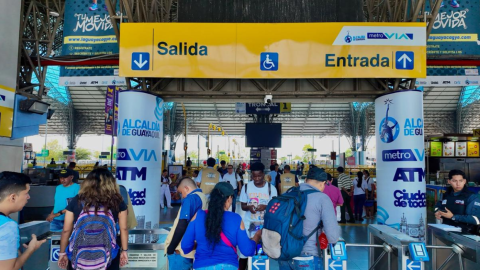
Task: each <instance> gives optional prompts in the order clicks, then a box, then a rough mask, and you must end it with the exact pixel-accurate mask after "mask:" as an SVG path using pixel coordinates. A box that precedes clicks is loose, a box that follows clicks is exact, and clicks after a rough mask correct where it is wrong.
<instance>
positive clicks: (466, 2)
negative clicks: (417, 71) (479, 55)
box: [425, 0, 480, 76]
mask: <svg viewBox="0 0 480 270" xmlns="http://www.w3.org/2000/svg"><path fill="white" fill-rule="evenodd" d="M425 4H426V6H425V10H426V11H427V12H428V11H431V7H430V1H426V3H425ZM442 5H443V6H442V7H441V8H440V11H439V12H438V15H437V16H436V18H435V21H434V23H433V28H432V32H431V34H430V36H429V38H428V41H427V55H428V59H433V58H446V59H449V58H458V57H462V58H465V57H478V55H479V54H480V45H479V44H480V41H479V38H478V35H479V33H480V16H479V15H480V0H468V1H467V0H457V1H449V0H444V1H443V2H442ZM469 75H470V76H476V75H478V67H476V66H458V67H457V66H455V67H450V66H443V67H430V68H427V76H469Z"/></svg>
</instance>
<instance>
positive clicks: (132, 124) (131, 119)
mask: <svg viewBox="0 0 480 270" xmlns="http://www.w3.org/2000/svg"><path fill="white" fill-rule="evenodd" d="M161 128H162V127H161V125H160V123H158V122H156V121H146V120H139V119H125V120H123V125H122V135H123V136H140V137H151V138H160V131H161Z"/></svg>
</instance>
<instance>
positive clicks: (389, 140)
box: [375, 90, 427, 241]
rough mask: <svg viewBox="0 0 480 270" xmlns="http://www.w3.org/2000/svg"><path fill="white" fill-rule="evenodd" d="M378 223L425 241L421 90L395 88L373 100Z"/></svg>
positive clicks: (424, 212) (422, 137)
mask: <svg viewBox="0 0 480 270" xmlns="http://www.w3.org/2000/svg"><path fill="white" fill-rule="evenodd" d="M375 135H376V142H377V179H378V180H377V204H378V215H377V222H378V224H385V225H388V226H391V227H393V228H395V229H397V230H399V231H401V232H403V233H406V234H407V235H409V236H411V237H413V238H417V239H418V240H419V241H425V237H426V236H425V235H426V234H425V232H426V231H425V229H426V227H425V226H426V213H427V212H426V209H427V208H426V194H425V188H426V186H425V161H424V159H425V149H424V141H423V139H424V135H423V93H422V92H421V91H419V90H406V91H398V92H395V93H391V94H387V95H383V96H381V97H379V98H377V99H376V100H375Z"/></svg>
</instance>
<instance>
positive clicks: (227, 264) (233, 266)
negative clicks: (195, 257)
mask: <svg viewBox="0 0 480 270" xmlns="http://www.w3.org/2000/svg"><path fill="white" fill-rule="evenodd" d="M195 270H238V267H237V266H233V265H231V264H224V263H222V264H217V265H212V266H207V267H201V268H196V269H195Z"/></svg>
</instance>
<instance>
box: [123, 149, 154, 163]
mask: <svg viewBox="0 0 480 270" xmlns="http://www.w3.org/2000/svg"><path fill="white" fill-rule="evenodd" d="M152 158H153V160H154V161H157V155H156V154H155V151H154V150H148V149H140V150H137V151H135V149H132V148H130V149H125V148H120V149H118V151H117V159H118V160H135V161H139V160H143V161H150V160H151V159H152Z"/></svg>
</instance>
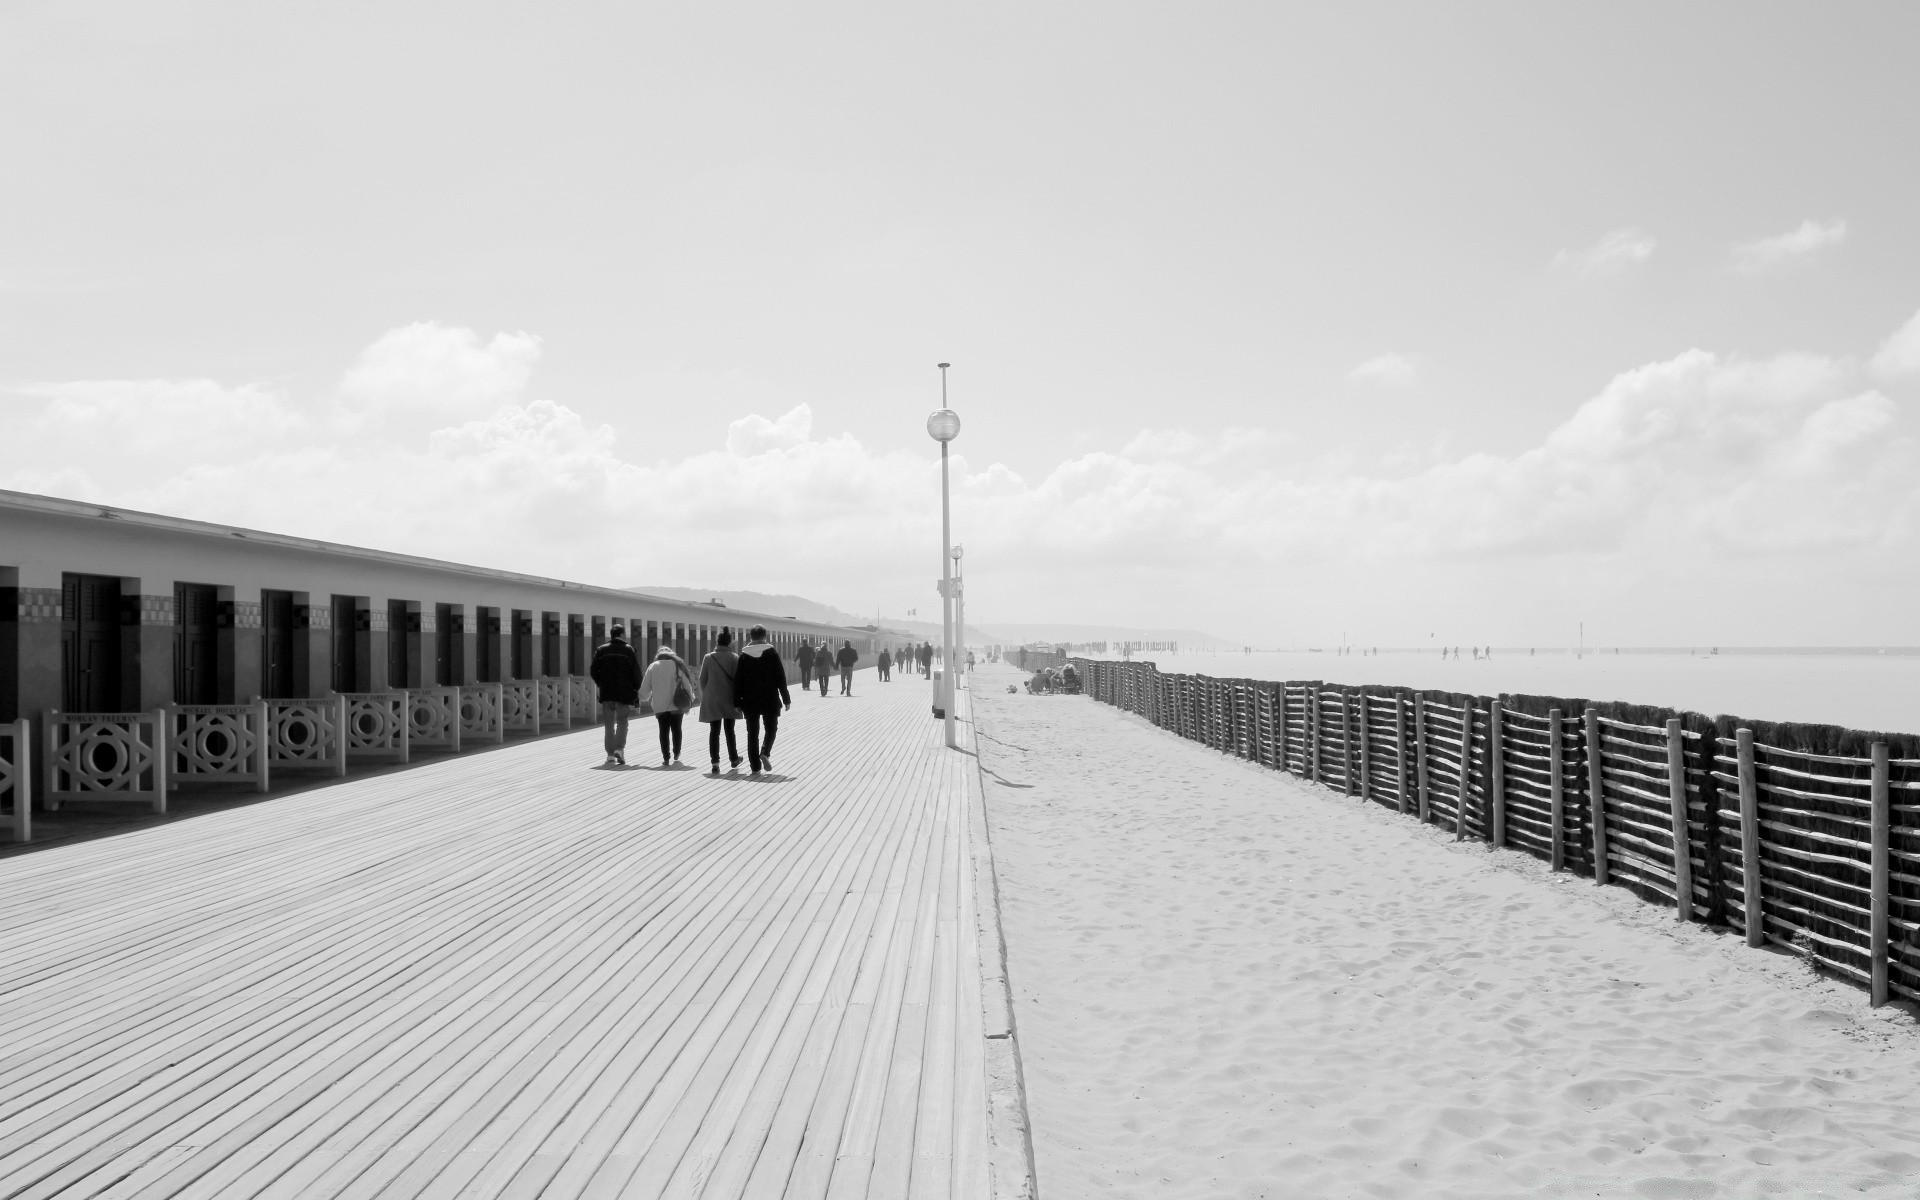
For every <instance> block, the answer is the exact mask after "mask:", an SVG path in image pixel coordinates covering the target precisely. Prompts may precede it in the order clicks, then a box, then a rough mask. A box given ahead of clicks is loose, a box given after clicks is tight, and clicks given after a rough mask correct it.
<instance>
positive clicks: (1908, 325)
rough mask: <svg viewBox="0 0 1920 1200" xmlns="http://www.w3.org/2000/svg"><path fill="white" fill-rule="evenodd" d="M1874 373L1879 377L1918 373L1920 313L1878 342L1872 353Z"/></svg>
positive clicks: (1911, 318)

> _Exercise brief_: Return every line of the data above that contains the string "positive", matching case exactly.

> _Reply_:
positive clicks: (466, 2)
positive clicks: (132, 124) (131, 119)
positive clicks: (389, 140)
positive clicks: (424, 212) (422, 137)
positive clicks: (227, 264) (233, 266)
positive clicks: (1908, 325)
positive clicks: (1911, 318)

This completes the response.